- **EXERCISE DESCRIPTION**
Retype each record exactly, please. Skip none.

- **SUPPLIED MATERIAL**

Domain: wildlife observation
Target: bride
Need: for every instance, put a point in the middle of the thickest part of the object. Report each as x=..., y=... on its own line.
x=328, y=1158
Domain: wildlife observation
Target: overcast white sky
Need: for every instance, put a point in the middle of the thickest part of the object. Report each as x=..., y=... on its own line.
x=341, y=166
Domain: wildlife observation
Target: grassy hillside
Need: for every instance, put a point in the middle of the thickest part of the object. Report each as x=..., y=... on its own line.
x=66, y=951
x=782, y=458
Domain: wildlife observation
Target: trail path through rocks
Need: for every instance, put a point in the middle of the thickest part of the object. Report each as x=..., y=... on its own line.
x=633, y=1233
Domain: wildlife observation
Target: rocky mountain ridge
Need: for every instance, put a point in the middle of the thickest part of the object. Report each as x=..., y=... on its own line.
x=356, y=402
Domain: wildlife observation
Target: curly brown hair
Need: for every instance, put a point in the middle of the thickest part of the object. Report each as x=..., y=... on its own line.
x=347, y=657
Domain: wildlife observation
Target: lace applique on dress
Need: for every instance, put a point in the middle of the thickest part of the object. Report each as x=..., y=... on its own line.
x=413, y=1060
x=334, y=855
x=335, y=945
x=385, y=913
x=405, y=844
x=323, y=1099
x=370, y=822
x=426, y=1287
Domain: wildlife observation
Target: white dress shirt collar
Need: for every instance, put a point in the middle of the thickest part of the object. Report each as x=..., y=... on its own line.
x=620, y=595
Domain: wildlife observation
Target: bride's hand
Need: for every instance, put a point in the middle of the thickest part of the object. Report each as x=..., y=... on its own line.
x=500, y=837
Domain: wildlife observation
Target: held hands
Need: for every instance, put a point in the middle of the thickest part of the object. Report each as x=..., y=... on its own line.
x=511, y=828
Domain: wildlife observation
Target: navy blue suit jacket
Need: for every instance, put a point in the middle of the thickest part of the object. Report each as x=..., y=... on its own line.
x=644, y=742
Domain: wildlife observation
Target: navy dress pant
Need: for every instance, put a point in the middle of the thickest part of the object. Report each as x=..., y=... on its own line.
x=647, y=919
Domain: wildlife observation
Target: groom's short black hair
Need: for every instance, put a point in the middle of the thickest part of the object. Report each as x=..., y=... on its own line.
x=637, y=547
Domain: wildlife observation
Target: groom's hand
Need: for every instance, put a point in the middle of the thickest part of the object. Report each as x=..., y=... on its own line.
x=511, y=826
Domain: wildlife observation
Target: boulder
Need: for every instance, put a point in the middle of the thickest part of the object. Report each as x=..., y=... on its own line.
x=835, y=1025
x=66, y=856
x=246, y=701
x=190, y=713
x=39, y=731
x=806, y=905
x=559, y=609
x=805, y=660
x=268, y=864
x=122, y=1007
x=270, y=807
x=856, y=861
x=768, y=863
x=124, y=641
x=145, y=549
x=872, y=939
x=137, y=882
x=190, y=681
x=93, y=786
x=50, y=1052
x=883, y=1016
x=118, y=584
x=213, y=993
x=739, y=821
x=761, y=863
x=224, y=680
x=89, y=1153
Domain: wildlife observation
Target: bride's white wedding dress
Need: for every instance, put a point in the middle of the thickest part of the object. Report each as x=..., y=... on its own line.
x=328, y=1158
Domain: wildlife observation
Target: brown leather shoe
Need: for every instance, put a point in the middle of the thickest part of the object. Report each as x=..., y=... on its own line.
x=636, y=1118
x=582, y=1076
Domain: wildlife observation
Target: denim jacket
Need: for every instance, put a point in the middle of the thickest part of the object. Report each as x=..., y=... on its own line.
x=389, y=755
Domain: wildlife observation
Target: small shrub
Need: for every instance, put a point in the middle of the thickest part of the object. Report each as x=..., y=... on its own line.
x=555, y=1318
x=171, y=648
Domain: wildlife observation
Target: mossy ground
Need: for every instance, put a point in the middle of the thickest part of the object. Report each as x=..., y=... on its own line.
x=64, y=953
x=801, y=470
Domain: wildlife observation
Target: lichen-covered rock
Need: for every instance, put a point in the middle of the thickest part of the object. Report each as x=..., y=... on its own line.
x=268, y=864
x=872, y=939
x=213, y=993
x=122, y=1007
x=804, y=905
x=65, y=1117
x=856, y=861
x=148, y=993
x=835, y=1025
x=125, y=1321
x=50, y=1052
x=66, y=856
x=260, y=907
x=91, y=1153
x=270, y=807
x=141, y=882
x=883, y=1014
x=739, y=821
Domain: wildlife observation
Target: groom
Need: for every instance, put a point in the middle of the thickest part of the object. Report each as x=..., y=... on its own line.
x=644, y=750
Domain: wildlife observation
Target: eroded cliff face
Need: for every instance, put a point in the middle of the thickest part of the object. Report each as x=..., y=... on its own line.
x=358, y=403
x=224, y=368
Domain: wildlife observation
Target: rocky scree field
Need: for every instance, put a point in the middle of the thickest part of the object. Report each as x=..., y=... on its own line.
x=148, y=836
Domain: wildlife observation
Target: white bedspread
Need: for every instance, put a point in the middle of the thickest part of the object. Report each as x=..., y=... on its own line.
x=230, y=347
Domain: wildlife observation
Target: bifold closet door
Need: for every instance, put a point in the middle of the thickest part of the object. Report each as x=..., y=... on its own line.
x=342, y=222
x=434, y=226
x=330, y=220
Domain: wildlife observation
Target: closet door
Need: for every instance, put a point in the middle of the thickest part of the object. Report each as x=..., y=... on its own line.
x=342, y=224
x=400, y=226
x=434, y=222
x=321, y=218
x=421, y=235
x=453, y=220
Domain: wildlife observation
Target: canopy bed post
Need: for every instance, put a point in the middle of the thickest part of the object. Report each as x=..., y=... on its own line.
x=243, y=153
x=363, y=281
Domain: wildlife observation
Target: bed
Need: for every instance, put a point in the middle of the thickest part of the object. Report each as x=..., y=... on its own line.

- **SOLUTION TO THIS EXERCISE**
Domain: wildlife observation
Target: bride
Need: for every instance, put a point in the middle of the thickest part of the object. Report each as x=..., y=... on its own line.
x=328, y=1158
Domain: wildlife observation
Target: overcast white sky
Need: for every instance, put a point in the middle of the thickest part of the object. Report each as x=..., y=... on its own line.
x=341, y=166
Domain: wildlife observation
Target: grassy hillside
Need: for every instance, put a point in the middle of the thickest part of the object. Report each as x=..., y=... on its own line.
x=66, y=951
x=782, y=458
Domain: wildlife observation
Target: trail path through rocks
Need: for every instance, put a point in the middle of the thickest part of the object. Report each as x=..., y=... on its own line.
x=633, y=1233
Domain: wildlife observation
Target: rocky mountain ridge
Need: for every instance, put a point in the middle of the thickest part of the object. Report each as x=..., y=... on its own line.
x=356, y=402
Domain: wildlife observation
Target: curly brown hair
Need: for every instance, put a point in the middle of the thickest part of the object. Report each as x=..., y=... on its own line.
x=347, y=657
Domain: wildlife observation
Target: lace applique on dress
Need: for every instance, put a point in the middle of the thickest part of the object. Report each as x=..., y=... on its own line.
x=413, y=1060
x=334, y=855
x=335, y=945
x=385, y=913
x=405, y=844
x=323, y=1099
x=370, y=822
x=426, y=1287
Domain: wildlife observation
Target: white dress shirt collar
Need: for every instance, put a point in the middle of the thickest part of the object. Report each as x=..., y=... on its own line.
x=620, y=595
Domain: wildlife observation
Target: bride's hand
Need: for every instance, put a point in the middle of the thickest part of the object. Report each as x=..., y=... on its own line.
x=500, y=837
Domain: wildlife observation
Target: held hands
Need: for every instance, put a point in the middle of the thickest part of the object. Report each as x=..., y=... on its own line.
x=511, y=828
Domain: wildlife observation
Target: navy blue suit jacket
Need: for every instance, put a point in the middle of the thickest part of the object. Report each as x=..., y=... on its own line.
x=644, y=742
Domain: wildlife observation
Target: navy dress pant
Need: for every instance, put a point in the middle of the thickest part of the object. Report each as x=..., y=... on its own line.
x=647, y=919
Domain: wildlife observation
Target: groom's short black hair
Need: for every instance, put a point in the middle of the thickest part of the object. Report each as x=..., y=... on its own line.
x=637, y=547
Domain: wildlife observation
Target: groom's hand
Need: for every instance, put a point in the middle of the thickest part of the object. Report each as x=..., y=... on its own line.
x=511, y=826
Domain: wildlife observation
Target: boulder
Need: for every instance, put a point in the middle of the thickest part of the object. Report each as x=..., y=... on its own line.
x=835, y=1025
x=66, y=856
x=246, y=701
x=190, y=713
x=39, y=731
x=806, y=905
x=559, y=609
x=805, y=660
x=268, y=864
x=122, y=1007
x=270, y=807
x=856, y=861
x=768, y=863
x=124, y=641
x=145, y=549
x=872, y=939
x=137, y=882
x=190, y=681
x=93, y=786
x=50, y=1052
x=883, y=1016
x=118, y=584
x=213, y=993
x=739, y=821
x=761, y=863
x=224, y=680
x=89, y=1153
Domain: wildlife observation
Target: bride's white wedding dress
Need: for every instance, put a point in the middle of the thickest part of the object. Report each as x=..., y=... on its own line.
x=328, y=1158
Domain: wildlife observation
Target: brown leather shoe
Need: for every instance, put a point in the middle of the thickest part of the object. Report each as x=..., y=... on its own line.
x=636, y=1118
x=582, y=1076
Domain: wildlife observation
Target: denim jacket
Need: for every instance, put a point in the middle of the thickest part of the object. Report each as x=..., y=... on its own line.
x=389, y=755
Domain: wildlife observation
Target: small shrub
Need: for every instance, put a point in the middle of the thickest part of the object. Report each as x=..., y=... on its own line.
x=555, y=1318
x=171, y=648
Domain: wildlife observation
Target: mossy ground
Need: for every instance, put a point in the middle of the thickest part of the object. Report each as x=..., y=... on its own line.
x=64, y=953
x=801, y=470
Domain: wildlife observation
Target: lichen-covered rock
Need: for every instance, put a point in the middle of the thickest part of the object. Report each as x=..., y=... on its own line.
x=268, y=864
x=872, y=939
x=213, y=993
x=122, y=1007
x=804, y=905
x=65, y=1117
x=856, y=861
x=148, y=993
x=835, y=1025
x=125, y=1321
x=50, y=1052
x=66, y=856
x=260, y=907
x=91, y=1153
x=270, y=807
x=141, y=882
x=883, y=1014
x=739, y=821
Domain: wildlife observation
Target: groom
Need: for every instance, put a point in the middle of the thickest part of the object. Report each as x=..., y=... on its own line.
x=644, y=750
Domain: wildlife observation
Target: eroded cliff face
Need: for every instance, put a point in the middle of the thickest part of the object. Report each as x=..., y=... on its own line.
x=358, y=403
x=224, y=368
Domain: wildlife observation
Target: rocky scree field
Need: for every instance, put a point in the middle of the thickest part of the object. Report each as x=..., y=... on its own line.
x=148, y=836
Domain: wildlife observation
Target: white bedspread
Need: for every instance, put a point in the middle of the thickest part of the object. Report each as x=..., y=... on its own line.
x=230, y=347
Domain: wildlife observation
Target: bifold closet door
Need: for every instance, put a point in the middle of the thickest part of the object. Report each as x=..., y=... on its own line.
x=342, y=222
x=434, y=226
x=330, y=220
Domain: wildlife observation
Target: closet door
Need: for every instance, put a point in the middle of the thickest part of the object. Report each as x=..., y=... on its own line.
x=342, y=224
x=400, y=226
x=434, y=222
x=321, y=218
x=421, y=235
x=453, y=220
Domain: wildlife observation
Target: canopy bed post
Need: for every instance, put a point in the middle of the thickest part of the object. Report each as x=..., y=... on its own line.
x=243, y=153
x=363, y=281
Domain: wildlife observation
Target: bed
Need: for every instance, put a point in the middle of the thickest part of the object. Report each as x=..., y=... on its own line.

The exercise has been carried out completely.